### Input data
# # # # # # #

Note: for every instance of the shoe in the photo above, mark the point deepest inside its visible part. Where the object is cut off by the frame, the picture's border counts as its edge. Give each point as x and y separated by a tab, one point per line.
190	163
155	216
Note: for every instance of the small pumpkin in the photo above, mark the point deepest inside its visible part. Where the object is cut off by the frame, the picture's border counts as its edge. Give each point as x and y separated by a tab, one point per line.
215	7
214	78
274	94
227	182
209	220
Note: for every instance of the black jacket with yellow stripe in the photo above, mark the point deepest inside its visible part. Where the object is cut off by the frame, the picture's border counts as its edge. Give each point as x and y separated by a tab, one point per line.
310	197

# # # # # # #

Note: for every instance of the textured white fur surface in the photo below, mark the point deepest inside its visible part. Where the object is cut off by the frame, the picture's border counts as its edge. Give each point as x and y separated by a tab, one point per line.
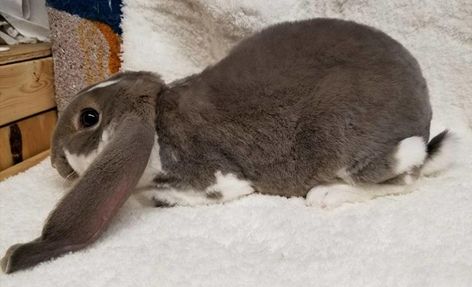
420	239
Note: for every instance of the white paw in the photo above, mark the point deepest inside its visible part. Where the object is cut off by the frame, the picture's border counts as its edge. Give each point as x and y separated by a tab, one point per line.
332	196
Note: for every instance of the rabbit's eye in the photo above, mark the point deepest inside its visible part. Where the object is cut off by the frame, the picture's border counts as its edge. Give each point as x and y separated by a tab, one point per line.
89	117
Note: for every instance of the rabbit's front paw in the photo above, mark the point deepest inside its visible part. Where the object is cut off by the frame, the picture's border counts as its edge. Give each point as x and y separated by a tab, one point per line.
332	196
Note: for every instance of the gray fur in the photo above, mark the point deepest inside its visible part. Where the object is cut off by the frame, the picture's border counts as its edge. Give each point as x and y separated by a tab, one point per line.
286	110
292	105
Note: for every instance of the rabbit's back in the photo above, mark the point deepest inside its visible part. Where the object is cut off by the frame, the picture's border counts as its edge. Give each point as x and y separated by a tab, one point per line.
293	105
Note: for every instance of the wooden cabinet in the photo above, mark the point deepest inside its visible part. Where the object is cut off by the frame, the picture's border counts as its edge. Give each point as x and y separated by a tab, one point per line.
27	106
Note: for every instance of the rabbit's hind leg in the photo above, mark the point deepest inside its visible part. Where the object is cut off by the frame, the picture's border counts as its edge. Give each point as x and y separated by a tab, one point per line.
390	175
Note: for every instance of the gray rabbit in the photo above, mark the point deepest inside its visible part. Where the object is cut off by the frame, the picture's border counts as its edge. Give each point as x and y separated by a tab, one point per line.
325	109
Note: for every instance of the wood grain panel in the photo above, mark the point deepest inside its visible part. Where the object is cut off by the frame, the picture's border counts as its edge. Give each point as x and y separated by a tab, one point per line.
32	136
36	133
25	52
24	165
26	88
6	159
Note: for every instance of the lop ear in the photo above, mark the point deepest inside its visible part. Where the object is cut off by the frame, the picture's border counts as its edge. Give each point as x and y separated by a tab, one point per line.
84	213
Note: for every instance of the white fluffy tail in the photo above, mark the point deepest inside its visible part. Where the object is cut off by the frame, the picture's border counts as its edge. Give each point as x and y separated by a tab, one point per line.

# # # # # # #

### Exercise objective
From the entries above, give again exactly the lines running from the line with "Note: for every instance of the rabbit's hind" to the line with "Note: for every instance of the white fluffy"; include both of those lines.

### Your response
Note: for every instance of the rabbit's hind leg in the photo above, mark the point deepest inside its visible part. Where the object is cut off by the frame, the picture's border counts as its edge. Give each point as x and y separated by a tab, one point per line.
390	175
Note: for every instance of the gray rabbit in the photo above, mark the point deepest inside its visible part. Where the object is cut off by the frame, the picture's border counts as its edge. Give each point as x and y separated by a tab, one point per line.
325	109
Note: for every instance of the wood grain panel in the photo above, mark the point deepest inside its visible part. Where the object is cut off by the frame, the picture's border counts as its edge. Give each point as x and y separated by a tab, one point per line.
32	136
36	133
25	52
24	165
26	88
6	159
Note: for every instance of the lop ear in the photo above, mark the point deepest inside its visible part. Where the object is cut off by the frame, the picture's border counts as its edge. Give each point as x and y separated by a tab, one point per line.
84	213
Note: for every instance of the white fluffy tail in the photo above, mark the point deepest inside its visible part. Where the object is cut off by the frame, the picture's border counts as its edge. Give each point as x and y separated by a tab, one point per line.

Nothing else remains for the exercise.